PASSAGE PROVIDED:
= = =
What is proper OOP anyways? It's a feature offered by the language, not a critical design that must obey to some strict standard rules.  Be it class based or prototype based, supporting single or multiple inheritance, using abstract base classes or interfaces, having funny syntax for ctors and whatnot or using the class name or even 'this', its still OOP. If you wan't to call me on not knowing 15 languages like you do, I have to call you on not knowing the differences in OOP models.

>> I played with a lot of languages, but those are the ones I use on a
>> daily basis. I would like to get into Python or Ruby someday, I only
>> hear good things about these two. I know LUA has less overhead than
>> Python
> 
> Oh, the only difference between LUA and Python is the overhead?! That's a... pretty performance oriented view on languages.

Yes, I have a performance oriented view, I write a lot of real time code, and I hate unresponsive code in general. Now I didn't say it was the only difference, what I said is that it's one influencing a lot companies and people to pick LUA over Python for scripting.

>> I like extremes :)
> 
> If you like extremes, why have you not programming in Haskell or Coq? Too scary? You are often arguing against languages and concepts you have never used. The other people here who make these suggestions are more experienced with various languages.

I meant extremes as in full machine control / no control whatsoever, not in language semantics :)
= = =
Stored items:
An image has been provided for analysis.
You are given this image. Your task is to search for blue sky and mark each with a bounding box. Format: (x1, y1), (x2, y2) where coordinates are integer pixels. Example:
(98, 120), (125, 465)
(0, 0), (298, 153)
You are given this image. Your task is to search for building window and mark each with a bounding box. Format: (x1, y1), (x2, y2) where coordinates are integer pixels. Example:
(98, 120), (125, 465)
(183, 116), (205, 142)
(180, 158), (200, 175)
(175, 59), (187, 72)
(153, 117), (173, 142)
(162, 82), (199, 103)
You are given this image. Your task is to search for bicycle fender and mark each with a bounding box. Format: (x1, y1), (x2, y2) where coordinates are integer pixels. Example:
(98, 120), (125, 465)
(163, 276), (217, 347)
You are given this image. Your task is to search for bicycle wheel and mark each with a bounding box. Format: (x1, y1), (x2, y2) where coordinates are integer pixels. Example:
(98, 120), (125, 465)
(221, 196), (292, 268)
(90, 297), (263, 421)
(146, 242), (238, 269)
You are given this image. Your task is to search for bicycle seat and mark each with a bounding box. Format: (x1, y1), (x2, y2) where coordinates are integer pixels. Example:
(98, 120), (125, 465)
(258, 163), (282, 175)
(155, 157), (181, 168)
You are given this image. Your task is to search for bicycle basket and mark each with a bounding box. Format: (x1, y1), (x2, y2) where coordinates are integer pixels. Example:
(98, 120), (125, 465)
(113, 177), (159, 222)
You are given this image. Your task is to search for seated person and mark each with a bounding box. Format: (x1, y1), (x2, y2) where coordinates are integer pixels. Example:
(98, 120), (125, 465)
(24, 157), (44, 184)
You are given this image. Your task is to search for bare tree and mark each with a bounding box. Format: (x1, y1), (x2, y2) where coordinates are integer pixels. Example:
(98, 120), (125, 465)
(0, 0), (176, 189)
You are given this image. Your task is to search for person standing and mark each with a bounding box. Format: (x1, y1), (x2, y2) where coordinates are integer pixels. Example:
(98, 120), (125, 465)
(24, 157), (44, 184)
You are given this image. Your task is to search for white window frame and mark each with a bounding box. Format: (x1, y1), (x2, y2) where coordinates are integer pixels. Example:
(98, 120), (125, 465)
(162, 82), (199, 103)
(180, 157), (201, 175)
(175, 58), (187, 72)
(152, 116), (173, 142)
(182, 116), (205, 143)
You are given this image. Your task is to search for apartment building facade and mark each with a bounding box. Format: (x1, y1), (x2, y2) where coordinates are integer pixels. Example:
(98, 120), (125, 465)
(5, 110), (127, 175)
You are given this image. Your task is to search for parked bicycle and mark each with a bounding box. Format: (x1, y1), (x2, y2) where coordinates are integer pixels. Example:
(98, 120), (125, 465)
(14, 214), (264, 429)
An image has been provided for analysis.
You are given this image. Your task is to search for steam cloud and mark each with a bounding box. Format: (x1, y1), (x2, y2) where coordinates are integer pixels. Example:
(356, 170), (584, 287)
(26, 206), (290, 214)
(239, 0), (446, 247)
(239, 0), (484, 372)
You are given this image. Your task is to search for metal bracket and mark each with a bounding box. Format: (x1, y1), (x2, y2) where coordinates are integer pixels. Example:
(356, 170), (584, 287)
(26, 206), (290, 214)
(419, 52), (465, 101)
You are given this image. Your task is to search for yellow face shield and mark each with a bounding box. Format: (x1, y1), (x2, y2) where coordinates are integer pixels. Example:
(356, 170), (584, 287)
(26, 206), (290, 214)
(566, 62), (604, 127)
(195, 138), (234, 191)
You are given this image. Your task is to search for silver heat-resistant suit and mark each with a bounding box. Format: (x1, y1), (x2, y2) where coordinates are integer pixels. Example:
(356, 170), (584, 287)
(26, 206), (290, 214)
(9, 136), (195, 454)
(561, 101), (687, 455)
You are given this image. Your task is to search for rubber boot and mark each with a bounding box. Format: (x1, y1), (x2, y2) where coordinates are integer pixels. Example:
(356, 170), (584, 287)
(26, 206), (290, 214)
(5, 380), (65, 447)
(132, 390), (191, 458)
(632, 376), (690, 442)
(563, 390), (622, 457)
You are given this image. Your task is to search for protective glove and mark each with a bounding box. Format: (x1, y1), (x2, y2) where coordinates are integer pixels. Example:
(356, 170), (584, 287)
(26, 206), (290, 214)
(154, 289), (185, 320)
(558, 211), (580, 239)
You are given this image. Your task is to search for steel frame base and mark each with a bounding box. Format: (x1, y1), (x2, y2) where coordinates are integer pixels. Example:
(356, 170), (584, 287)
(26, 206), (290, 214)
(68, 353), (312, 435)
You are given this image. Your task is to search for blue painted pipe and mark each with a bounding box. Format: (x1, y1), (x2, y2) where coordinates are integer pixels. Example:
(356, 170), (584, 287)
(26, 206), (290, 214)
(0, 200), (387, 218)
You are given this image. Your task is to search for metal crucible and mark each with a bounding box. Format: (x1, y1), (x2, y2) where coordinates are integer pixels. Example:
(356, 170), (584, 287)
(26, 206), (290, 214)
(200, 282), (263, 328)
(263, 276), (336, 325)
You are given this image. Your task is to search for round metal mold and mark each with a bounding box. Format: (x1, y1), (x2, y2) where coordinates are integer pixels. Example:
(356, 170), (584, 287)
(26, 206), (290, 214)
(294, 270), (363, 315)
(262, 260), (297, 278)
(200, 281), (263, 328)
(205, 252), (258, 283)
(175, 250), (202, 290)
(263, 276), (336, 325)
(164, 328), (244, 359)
= = =
THE TASKS:
a) In the forum thread on OOP and scripting languages, what kind of code does the writer say they write a lot of?
b) Resume the forum thread on OOP and scripting languages from the point where it stops.
None of these items is needed.

RESPONSES FOR EACH TASK:
a) Real time code.

b)
I just haven't found a use for Haskell or Coq for what I do yet.
September 27, 2009
Hello downs,

> PS: You can't convert segfaults into exceptions under Linux, as far as
> I know.
> 

Last I checked, throwing from a signal handler works on linux.


September 27, 2009
On Sun, 27 Sep 2009 10:10:19 -0400, Nick Sabalausky wrote:

> "Walter Bright" <newshound1@digitalmars.com> wrote in message news:h9n3k5$2eu9$1@digitalmars.com...
>> Jason House wrote:
>>>> Also, by "safe" I presume you mean "memory safe" which means free of memory corruption. Null pointer exceptions are memory safe. A null pointer could be caused by memory corruption, but it cannot *cause* memory corruption.
>>>
>>> I reject this argument too :( To me, code isn't safe if it crashes.
>>
>> Well, we can't discuss this if we cannot agree on terms. The conventional definition of memory safe means no memory corruption.
> 
> He keeps saying "safe", and every time he does you turn it into "memory safe". If he meant "memory safe" he probably would have said something like "memory safe". He already made it perfectly clear he's talking about crashes, so continuing to put the words "memory safe" into his mouth doesn't help the discussion.

The thing is that memory safety is the only safety with code. In Walter's examples he very clearly showed that a crash is not unsafe, but operating with incorrect values is. He has pointed out that if initialization is enforced, whether with a default or by coder, there is a good chance it will be initialized to the wrong value.

Now if you really want to throw some sticks into the spokes, you would say that if the program crashes due to a null pointer, it is still likely that the programmer will just initialize/set the value to a "default" that still isn't valid just to get the program to continue to run.
September 27, 2009
Sun, 27 Sep 2009 16:47:51 +0000, Jesse Phillips thusly wrote:

> The thing is that memory safety is the only safety with code. In Walter's examples he very clearly showed that a crash is not unsafe, but operating with incorrect values is. He has pointed out that if initialization is enforced, whether with a default or by coder, there is a good chance it will be initialized to the wrong value.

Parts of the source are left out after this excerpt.